━━ FRAGMENTO DEL TEXTO ━━

En base a lo expuesto, se infiere que el objetivo de estos instrumentos consiste en replicar la forma en que el ser humano toma decisiones para aplicarlo a actividades cotidianas. Para cumplir con dicho objetivo, algunos de estos sistemas trabajan con lógica matemática; otros, mediante una imitación a la red neuronal humana. Sobre este último punto, para que la IA opere requiere de datos proporcionados por los humanos para que luego la máquina lo procese mediante la guía de un algoritmo. De esa operación se obtiene un resultado, que no es otra cosa que una predicción, esto es, predicción del proceso a través del cual se completa “información perdida”, los datos conocidos se transforman en información desconocida (Agrawall et al., 2022).

━━━
━━ REGISTROS MOSTRADOS ━━

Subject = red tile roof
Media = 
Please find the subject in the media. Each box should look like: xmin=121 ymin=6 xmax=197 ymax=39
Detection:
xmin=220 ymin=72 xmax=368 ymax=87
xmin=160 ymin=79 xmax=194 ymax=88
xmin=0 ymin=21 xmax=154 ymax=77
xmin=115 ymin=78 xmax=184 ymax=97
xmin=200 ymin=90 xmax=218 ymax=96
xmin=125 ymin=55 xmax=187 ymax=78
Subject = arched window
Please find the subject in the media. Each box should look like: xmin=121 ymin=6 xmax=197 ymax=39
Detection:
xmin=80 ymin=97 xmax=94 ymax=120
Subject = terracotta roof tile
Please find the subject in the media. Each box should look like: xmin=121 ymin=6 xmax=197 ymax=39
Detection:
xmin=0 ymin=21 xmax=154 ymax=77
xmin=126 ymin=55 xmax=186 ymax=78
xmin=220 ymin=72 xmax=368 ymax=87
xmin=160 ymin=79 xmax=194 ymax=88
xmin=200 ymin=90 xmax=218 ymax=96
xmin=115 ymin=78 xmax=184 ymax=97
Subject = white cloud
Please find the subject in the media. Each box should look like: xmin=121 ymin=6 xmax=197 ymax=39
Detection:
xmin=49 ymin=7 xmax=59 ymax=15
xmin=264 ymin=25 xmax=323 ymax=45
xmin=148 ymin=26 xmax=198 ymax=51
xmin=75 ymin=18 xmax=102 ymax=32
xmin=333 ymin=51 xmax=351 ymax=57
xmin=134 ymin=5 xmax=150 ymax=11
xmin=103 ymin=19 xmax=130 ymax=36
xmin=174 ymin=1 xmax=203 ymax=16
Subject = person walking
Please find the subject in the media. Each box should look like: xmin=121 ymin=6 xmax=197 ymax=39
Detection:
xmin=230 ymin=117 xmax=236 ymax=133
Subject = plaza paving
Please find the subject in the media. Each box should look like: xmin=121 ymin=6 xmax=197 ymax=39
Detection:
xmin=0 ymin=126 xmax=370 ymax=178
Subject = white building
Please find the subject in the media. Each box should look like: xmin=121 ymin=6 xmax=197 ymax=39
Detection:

━━━

» PREGUNTAS DE ESTUDIO:
A – Devuelve sin cambios el pasaje del fragmento sobre la inteligencia artificial que comienza en las palabras "En base a lo" y termina después de "et al., 2022).".
B – Enumera, sin repetir y en el orden en que aparecen por primera vez, las palabras del fragmento sobre la inteligencia artificial que terminan en "-ción".
Los registros no guardan relación con el fragmento sobre la inteligencia artificial.

» RESPUESTAS:
A –
En base a lo expuesto, se infiere que el objetivo de estos instrumentos consiste en replicar la forma en que el ser humano toma decisiones para aplicarlo a actividades cotidianas. Para cumplir con dicho objetivo, algunos de estos sistemas trabajan con lógica matemática; otros, mediante una imitación a la red neuronal humana. Sobre este último punto, para que la IA opere requiere de datos proporcionados por los humanos para que luego la máquina lo procese mediante la guía de un algoritmo. De esa operación se obtiene un resultado, que no es otra cosa que una predicción, esto es, predicción del proceso a través del cual se completa “información perdida”, los datos conocidos se transforman en información desconocida (Agrawall et al., 2022).

B – imitación, operación, predicción, información